╭─ Text section
# GBB Setups?



## Embo (Jun 7, 2012)

Hi all, 

Just purchased my first GBB juvie (about 5cm) which arrives next week and I need some inspiration for setup ideas...

I would like to avoid half plant pot/skull hides as have these in other setups already - what does everyone else use? Also, I know these guys like to climb and web ALOT so I should provide some sort of branch? What would be the best to use?

If you would all be so kind, can people post pics of their setups please?

Also any tips on keeping it at the right humidity etc - this will be my first non 'recommended-for-beginner' T so want to make sure I get everything right for my new addition! 

I've not bought a tank yet (going shopping on Sunday) so also recommendations on size would be great.

I know this post makes me sound like a total n00b, but I can assure you I'm not... just quite nervous as previously stated, want to make sure I get everything right... Been an ambition to get a GBB for AGES now and don't want to mess up! :blush:

Thank you all in advance!

Emma


----------



## MrFerretman6 (Sep 1, 2011)

They like a lot of branches, twigs, things like that. They don't need a hide so don't bother with one. Tall, thin, stiff plastic plants are good too. The idea is to get a lot of high anchor points for them to web on, and they will will web a lot. Tank size for a 5cm juvi: they grow pretty quick so try and find something bigger than 6"x6"x8". With regards to humidity, bone dry substrate, provide a small water bowl but they will not use it, don't spray either.


----------



## Poxicator (Nov 14, 2007)

The only species of this genus and yet it’s one of the most beautiful tarantula available.
Upto about 2" you need to supply a light spray or water bowl but once they reach that size they're far better suited to a completely dry enclosure. Don't worry about humidity unless you are breeding these.
Semi arboreal so provide plenty of arboreal furnishings for them to anchor their web onto. They are inquisitive but will repeatedly strike if provoked.
If you have a juvenile I'd suggest getting a 12x12x12" enclosure as they are great hunters and voracious eaters. They'll gradually web it out until it looks like this:


----------



## Embo (Jun 7, 2012)

Poxicator said:


> The only species of this genus and yet it’s one of the most beautiful tarantula available.


Totally agree! I've been in love with them since I first saw a picture when perusing for my first T... been desperate for one ever since, but managed to hold off getting one knowing that they are totally differnt from Brachys.

Thanks for the advice so far - I did a google search on setups but it didn't come back with many relevant hits. Always an RFUKer with a helpful hint


----------



## pcharlton (Mar 23, 2012)

i got a adult 90% female yestoday they are brill realy peacefull good luck with yours


----------



## MrFerretman6 (Sep 1, 2011)

pcharlton said:


> i got a adult 90% female yestoday they are brill realy peacefull good luck with yours


Not as large slings/juvis they are not. Skittish head case springs to mind.:crazy:


----------



## Embo (Jun 7, 2012)

MrFerretman6 said:


> Not as large slings/juvis they are not. Skittish head case springs to mind.:crazy:


yes, I'm looking forward to transferring it from tub to tank... :whistling2:


----------



## MrFerretman6 (Sep 1, 2011)
╰─
• Exercise set:
1. Which usernames appear in the post headings of the GBB setups thread? List each one once.
2. Can you write the next part of the GBB setups thread, starting right after its last line?
╭─ Provided material
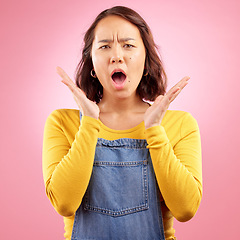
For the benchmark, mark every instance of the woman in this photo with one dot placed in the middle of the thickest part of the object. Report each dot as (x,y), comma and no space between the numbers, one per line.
(122,168)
╰─
• Replies:
1. Embo, MrFerretman6, Poxicator, pcharlton

2.
Embo said:


> yes, I'm looking forward to transferring it from tub to tank... :whistling2:


They are so funny at that size, they're not quite sure which direction to go in so kind of go in all directions. It won't cause you to much trouble though.


----------



## pcharlton (Mar 23, 2012)

MrFerretman6 said:


> Not as large slings/juvis they are not. Skittish head case springs to mind.:crazy:


only got it yestoday its around the 5in mark might get mean lol


----------



## Lu Lizard (Jul 24, 2011)

I've had mine about a year now.
I upgraded her to an exo terra nano about 6 months ago. This size tank has been ideal and although she continues to grow at such a fast rate, I know that it will last.
Would really recommened the nano for this species as has sufficient height for anchoring webbing (and a bargain at my pet shop at £24)










Hope the link works.
She has built an amazing web - from front on it looks just like a hammock, but when you look into it, it is actually a cool funnel that goes a long way down.

I find that neglect is the best way to treat her - I rarely disturb her, never mist her and only top up the water bowl when it is empty. Bone dry substrate (I've never seen her on the ground though)
She prefers to be left alone.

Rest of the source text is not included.